### PROVIDED ENTRIES
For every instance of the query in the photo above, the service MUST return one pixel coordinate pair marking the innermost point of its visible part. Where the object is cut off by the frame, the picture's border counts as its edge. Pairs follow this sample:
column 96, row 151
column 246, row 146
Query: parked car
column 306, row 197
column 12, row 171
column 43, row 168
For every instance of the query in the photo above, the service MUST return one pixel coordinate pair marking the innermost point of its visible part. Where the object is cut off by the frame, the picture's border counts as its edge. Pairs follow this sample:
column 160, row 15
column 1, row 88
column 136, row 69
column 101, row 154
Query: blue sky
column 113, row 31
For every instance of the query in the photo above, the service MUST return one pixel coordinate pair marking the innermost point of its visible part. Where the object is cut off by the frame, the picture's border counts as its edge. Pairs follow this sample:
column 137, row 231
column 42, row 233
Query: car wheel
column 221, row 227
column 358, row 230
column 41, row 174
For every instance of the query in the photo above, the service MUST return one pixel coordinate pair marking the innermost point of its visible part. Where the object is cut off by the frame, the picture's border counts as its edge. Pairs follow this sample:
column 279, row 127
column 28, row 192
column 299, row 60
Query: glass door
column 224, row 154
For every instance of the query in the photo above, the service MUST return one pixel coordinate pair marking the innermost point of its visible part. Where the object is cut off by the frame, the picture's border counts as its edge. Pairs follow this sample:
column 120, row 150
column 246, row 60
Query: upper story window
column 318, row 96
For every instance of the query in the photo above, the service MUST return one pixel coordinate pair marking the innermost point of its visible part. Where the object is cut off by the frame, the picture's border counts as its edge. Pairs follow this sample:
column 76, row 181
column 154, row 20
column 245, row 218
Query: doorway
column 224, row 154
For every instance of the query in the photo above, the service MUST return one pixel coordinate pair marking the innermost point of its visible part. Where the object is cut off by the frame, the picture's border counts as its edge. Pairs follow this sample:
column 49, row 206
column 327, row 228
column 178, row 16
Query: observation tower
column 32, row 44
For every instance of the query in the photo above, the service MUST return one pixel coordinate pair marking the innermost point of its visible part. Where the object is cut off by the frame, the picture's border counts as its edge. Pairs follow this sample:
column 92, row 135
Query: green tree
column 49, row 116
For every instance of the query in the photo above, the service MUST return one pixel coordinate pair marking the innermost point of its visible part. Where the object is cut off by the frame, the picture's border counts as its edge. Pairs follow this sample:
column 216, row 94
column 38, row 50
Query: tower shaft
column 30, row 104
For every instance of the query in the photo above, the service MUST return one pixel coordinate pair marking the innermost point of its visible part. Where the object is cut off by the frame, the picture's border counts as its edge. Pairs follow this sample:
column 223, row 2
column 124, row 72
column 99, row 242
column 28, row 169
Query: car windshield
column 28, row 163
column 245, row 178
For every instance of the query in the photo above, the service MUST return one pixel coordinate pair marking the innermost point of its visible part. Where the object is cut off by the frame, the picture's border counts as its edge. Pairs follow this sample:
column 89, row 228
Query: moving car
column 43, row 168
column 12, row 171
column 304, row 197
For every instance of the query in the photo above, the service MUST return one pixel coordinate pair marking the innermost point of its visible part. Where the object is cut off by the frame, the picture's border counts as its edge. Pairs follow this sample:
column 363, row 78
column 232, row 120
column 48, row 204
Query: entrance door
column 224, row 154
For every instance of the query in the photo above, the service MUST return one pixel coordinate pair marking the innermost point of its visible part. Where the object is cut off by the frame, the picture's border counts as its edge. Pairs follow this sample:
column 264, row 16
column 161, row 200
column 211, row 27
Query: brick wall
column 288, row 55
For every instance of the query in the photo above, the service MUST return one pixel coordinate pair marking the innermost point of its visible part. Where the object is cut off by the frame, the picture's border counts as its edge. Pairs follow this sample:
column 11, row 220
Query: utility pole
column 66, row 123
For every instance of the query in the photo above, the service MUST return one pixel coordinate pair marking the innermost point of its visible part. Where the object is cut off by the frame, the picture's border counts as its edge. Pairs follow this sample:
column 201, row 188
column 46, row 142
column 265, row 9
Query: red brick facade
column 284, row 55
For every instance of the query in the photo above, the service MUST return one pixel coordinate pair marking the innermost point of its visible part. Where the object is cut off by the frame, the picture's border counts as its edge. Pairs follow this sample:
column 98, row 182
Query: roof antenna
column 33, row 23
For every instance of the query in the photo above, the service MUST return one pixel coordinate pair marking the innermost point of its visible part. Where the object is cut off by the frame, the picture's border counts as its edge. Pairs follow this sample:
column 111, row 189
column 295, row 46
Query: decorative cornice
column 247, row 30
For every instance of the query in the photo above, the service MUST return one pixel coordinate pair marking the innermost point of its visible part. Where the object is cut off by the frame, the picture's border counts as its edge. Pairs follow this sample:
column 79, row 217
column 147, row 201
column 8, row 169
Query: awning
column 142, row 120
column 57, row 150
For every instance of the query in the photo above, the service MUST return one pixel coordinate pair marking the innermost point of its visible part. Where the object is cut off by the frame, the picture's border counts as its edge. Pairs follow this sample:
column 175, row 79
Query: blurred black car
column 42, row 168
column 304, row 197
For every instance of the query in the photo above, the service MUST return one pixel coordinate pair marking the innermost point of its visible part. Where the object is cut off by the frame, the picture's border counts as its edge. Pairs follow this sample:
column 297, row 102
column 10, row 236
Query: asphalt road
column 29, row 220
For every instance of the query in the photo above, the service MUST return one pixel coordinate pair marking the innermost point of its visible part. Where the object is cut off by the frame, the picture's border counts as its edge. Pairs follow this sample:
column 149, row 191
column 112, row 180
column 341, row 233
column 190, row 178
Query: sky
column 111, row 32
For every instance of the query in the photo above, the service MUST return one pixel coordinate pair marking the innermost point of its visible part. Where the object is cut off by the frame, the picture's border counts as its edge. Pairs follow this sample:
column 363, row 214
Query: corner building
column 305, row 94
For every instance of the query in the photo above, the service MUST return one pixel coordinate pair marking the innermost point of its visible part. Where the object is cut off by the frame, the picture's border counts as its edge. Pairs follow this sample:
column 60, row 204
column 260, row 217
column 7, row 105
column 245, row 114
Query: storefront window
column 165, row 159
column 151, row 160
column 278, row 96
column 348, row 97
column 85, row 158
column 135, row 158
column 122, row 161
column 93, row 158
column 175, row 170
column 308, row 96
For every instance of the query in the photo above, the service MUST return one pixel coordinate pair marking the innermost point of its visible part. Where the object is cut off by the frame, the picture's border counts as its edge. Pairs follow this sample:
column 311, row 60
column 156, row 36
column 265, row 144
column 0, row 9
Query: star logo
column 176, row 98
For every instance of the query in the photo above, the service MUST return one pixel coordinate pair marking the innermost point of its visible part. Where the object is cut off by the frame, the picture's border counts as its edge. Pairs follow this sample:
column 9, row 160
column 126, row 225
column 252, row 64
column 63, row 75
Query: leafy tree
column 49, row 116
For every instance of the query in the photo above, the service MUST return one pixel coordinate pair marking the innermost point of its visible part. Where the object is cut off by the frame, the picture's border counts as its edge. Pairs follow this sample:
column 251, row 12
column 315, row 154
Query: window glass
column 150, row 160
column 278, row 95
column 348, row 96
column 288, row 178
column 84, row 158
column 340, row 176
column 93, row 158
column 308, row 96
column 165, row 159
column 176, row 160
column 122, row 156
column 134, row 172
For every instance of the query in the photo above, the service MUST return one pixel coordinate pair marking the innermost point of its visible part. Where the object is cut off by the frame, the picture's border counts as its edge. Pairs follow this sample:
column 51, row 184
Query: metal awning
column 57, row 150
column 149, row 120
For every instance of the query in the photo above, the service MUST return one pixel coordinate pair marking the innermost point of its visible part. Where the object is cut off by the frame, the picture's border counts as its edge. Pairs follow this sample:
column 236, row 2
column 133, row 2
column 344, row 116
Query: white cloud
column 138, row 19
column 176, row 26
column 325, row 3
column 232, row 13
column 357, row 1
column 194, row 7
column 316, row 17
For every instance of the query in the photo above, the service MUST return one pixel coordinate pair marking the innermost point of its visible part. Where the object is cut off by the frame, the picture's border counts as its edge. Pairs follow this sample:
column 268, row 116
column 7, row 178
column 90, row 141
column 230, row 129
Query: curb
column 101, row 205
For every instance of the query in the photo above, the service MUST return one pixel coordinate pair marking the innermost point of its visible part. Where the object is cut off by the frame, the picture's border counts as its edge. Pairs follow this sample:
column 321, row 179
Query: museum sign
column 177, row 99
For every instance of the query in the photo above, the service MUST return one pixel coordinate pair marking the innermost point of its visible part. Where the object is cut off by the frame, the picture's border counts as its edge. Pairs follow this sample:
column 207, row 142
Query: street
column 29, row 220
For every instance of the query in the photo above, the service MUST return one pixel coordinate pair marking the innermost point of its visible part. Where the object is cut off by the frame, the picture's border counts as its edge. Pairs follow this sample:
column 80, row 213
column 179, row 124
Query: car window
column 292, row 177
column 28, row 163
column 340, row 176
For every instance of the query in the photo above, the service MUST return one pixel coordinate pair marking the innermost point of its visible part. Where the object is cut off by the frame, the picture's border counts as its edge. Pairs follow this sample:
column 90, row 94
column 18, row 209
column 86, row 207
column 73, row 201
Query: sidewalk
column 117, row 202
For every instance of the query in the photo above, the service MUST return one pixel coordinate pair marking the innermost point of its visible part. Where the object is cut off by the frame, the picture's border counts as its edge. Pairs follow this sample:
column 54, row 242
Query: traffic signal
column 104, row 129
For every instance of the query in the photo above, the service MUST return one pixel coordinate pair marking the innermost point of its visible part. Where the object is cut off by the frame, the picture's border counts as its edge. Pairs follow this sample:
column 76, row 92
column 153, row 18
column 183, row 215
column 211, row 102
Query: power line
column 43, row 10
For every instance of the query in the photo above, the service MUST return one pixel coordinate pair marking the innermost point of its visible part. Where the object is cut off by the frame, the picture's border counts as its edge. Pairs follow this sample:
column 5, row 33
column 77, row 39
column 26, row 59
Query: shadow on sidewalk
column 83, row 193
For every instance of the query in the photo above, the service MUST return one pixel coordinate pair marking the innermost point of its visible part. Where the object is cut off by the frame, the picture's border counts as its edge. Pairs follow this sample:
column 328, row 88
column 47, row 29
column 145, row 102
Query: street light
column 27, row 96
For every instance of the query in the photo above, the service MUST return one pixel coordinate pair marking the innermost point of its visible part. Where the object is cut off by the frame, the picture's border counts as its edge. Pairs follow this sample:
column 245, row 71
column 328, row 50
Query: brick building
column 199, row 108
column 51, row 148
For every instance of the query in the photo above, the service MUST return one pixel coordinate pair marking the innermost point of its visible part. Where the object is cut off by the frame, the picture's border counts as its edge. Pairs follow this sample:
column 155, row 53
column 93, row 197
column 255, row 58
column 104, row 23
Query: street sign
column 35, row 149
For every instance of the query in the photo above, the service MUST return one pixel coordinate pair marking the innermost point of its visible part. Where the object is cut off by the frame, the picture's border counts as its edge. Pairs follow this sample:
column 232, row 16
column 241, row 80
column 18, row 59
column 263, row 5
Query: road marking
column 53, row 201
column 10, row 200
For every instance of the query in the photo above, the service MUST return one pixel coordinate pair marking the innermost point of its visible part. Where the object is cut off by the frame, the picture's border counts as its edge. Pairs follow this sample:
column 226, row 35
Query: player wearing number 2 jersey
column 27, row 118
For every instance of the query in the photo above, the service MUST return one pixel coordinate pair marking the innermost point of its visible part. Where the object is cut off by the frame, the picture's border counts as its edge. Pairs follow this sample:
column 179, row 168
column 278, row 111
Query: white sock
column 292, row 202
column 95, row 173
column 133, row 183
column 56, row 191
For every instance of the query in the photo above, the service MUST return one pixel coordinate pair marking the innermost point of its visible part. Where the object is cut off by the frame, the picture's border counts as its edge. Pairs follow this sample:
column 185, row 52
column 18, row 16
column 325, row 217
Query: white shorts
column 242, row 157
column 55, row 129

### WRITTEN EXERCISE
Count the lines in the records above that contain the word "brick", and reply with that number alone.

### TASK SOLUTION
3